(Region pointing data)
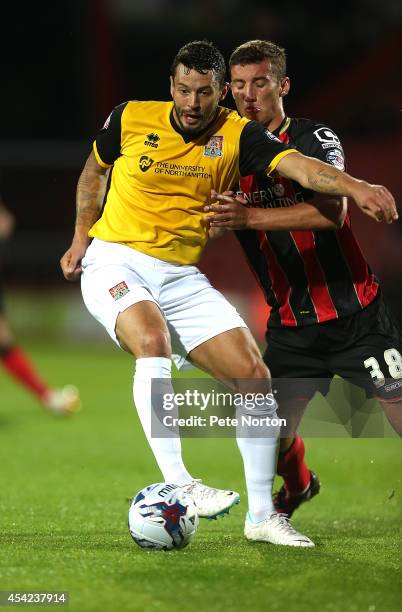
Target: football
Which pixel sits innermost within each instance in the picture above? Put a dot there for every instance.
(162, 517)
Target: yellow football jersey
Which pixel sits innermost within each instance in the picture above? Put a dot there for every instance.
(162, 178)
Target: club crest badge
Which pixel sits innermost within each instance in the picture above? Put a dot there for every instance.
(119, 291)
(214, 147)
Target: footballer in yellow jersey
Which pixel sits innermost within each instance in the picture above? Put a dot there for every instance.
(162, 176)
(137, 276)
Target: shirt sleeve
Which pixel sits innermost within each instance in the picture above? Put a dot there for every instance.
(260, 150)
(107, 144)
(325, 145)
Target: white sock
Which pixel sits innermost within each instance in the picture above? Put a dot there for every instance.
(167, 450)
(259, 459)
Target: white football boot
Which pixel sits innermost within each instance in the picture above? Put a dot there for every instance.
(63, 401)
(276, 529)
(211, 502)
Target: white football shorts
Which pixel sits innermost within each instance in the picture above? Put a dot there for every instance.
(115, 277)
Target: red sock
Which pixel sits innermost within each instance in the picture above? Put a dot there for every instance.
(292, 468)
(18, 364)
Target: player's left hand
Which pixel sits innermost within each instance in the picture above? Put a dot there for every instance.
(230, 211)
(376, 202)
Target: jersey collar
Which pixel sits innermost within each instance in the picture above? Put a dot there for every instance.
(283, 127)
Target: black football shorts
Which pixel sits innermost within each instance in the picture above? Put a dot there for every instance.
(364, 348)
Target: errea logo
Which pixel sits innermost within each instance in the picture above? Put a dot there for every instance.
(152, 140)
(145, 163)
(327, 138)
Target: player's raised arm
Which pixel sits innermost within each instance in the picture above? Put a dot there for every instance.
(91, 190)
(374, 200)
(231, 212)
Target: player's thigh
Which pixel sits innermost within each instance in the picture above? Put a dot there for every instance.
(141, 330)
(298, 370)
(232, 354)
(205, 328)
(122, 300)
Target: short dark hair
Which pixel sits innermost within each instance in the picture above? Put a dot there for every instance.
(255, 51)
(202, 56)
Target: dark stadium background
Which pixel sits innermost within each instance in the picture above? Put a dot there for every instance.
(66, 64)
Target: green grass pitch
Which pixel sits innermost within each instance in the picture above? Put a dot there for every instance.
(65, 485)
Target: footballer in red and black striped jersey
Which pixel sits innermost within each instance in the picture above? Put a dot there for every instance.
(308, 276)
(327, 314)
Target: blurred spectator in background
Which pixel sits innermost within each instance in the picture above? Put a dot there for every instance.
(16, 362)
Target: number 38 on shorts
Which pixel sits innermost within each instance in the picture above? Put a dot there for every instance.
(393, 361)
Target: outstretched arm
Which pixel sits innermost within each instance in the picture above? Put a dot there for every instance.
(231, 212)
(91, 191)
(374, 200)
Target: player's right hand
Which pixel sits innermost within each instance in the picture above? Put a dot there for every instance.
(376, 202)
(71, 261)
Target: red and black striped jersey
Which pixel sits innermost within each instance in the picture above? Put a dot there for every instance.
(307, 276)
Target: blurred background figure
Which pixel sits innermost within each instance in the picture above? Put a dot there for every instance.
(14, 359)
(77, 61)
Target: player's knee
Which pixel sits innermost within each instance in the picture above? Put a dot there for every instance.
(255, 368)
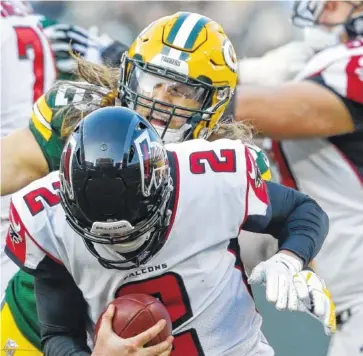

▶ Instructions to follow: Filter the entries above and copy only the lines that hold "shorts".

▶ Solution to the problem:
Target: white football shorts
Target: black football shorts
Target: number 38 on shorts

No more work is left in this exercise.